*SHORT PROBLEM*. Give every line of the entries below as a Markdown table with the columns Row and Entry line. Number the rows in order and leave out blank lines.
[begin SUPPLIED RECORDS]
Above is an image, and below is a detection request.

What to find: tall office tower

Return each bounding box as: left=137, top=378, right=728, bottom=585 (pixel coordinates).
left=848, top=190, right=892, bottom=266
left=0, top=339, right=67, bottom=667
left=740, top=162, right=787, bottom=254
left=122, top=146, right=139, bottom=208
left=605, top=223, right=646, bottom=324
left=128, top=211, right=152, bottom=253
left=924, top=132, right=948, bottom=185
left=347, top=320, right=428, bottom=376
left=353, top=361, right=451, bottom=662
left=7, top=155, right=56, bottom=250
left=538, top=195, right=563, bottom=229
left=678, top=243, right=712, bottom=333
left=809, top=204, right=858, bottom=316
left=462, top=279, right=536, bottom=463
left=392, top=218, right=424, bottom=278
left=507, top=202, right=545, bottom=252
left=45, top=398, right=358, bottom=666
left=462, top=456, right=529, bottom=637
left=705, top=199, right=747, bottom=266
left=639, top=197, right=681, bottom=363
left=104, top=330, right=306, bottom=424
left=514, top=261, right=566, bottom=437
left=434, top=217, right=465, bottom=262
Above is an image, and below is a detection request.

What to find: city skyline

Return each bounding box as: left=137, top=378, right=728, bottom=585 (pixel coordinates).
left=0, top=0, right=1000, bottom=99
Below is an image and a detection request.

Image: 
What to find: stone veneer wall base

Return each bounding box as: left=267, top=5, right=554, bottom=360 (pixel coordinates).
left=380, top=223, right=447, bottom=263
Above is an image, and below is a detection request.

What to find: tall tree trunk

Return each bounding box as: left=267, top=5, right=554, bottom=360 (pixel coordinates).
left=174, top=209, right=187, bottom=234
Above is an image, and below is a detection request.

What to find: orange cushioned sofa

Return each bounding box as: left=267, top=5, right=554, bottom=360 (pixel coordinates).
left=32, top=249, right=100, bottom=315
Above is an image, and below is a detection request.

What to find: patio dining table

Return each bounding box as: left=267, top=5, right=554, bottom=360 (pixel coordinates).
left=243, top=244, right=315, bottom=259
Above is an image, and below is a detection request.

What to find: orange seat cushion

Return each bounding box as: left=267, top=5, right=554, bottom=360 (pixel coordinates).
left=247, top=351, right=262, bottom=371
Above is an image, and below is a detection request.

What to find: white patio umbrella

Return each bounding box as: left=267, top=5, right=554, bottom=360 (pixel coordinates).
[end SUPPLIED RECORDS]
*SOLUTION BELOW*.
| Row | Entry line |
|---|---|
| 1 | Above is an image, and below is a detection request. |
| 2 | What to find: tall office tower |
| 3 | Return each bounding box as: left=137, top=378, right=728, bottom=585 (pixel coordinates). |
| 4 | left=848, top=190, right=892, bottom=266 |
| 5 | left=0, top=339, right=67, bottom=667 |
| 6 | left=740, top=162, right=787, bottom=254 |
| 7 | left=122, top=146, right=139, bottom=208 |
| 8 | left=605, top=223, right=646, bottom=324 |
| 9 | left=128, top=211, right=152, bottom=253 |
| 10 | left=924, top=132, right=948, bottom=185 |
| 11 | left=347, top=320, right=428, bottom=376 |
| 12 | left=353, top=361, right=451, bottom=662 |
| 13 | left=7, top=155, right=56, bottom=250 |
| 14 | left=538, top=195, right=563, bottom=229 |
| 15 | left=678, top=243, right=712, bottom=333 |
| 16 | left=809, top=204, right=858, bottom=316 |
| 17 | left=462, top=279, right=536, bottom=463 |
| 18 | left=392, top=218, right=424, bottom=278 |
| 19 | left=507, top=202, right=545, bottom=252 |
| 20 | left=45, top=398, right=358, bottom=666 |
| 21 | left=462, top=456, right=529, bottom=637 |
| 22 | left=705, top=199, right=747, bottom=266 |
| 23 | left=639, top=197, right=681, bottom=363 |
| 24 | left=104, top=330, right=306, bottom=424 |
| 25 | left=514, top=261, right=566, bottom=437 |
| 26 | left=434, top=217, right=465, bottom=262 |
| 27 | Above is an image, and below is a detection request. |
| 28 | What to find: city skyline |
| 29 | Return each bounding box as: left=137, top=378, right=728, bottom=585 (pixel coordinates). |
| 30 | left=0, top=0, right=1000, bottom=99 |
| 31 | Below is an image and a detection request. |
| 32 | Image:  |
| 33 | What to find: stone veneer wall base |
| 34 | Return each bounding box as: left=267, top=5, right=554, bottom=360 (pixel coordinates). |
| 35 | left=380, top=223, right=447, bottom=263 |
| 36 | Above is an image, and below is a detection request. |
| 37 | What to find: tall tree trunk |
| 38 | Return each bounding box as: left=267, top=5, right=554, bottom=360 (pixel coordinates). |
| 39 | left=174, top=209, right=187, bottom=234 |
| 40 | Above is an image, and below is a detection request. |
| 41 | What to find: orange cushioned sofa |
| 42 | Return each bounding box as: left=267, top=5, right=554, bottom=360 (pixel coordinates). |
| 43 | left=32, top=249, right=100, bottom=315 |
| 44 | Above is an image, and below is a detection request. |
| 45 | What to find: patio dining table |
| 46 | Return each bounding box as: left=267, top=5, right=554, bottom=360 (pixel coordinates). |
| 47 | left=243, top=244, right=315, bottom=259 |
| 48 | Above is an image, and below is a detection request. |
| 49 | What to find: orange seat cushion |
| 50 | Return each bounding box as: left=267, top=5, right=554, bottom=360 (pixel coordinates). |
| 51 | left=247, top=351, right=262, bottom=371 |
| 52 | Above is an image, and below is a detection request. |
| 53 | What to find: white patio umbrella |
| 54 | Return each bounding box as: left=267, top=5, right=554, bottom=360 (pixel coordinates). |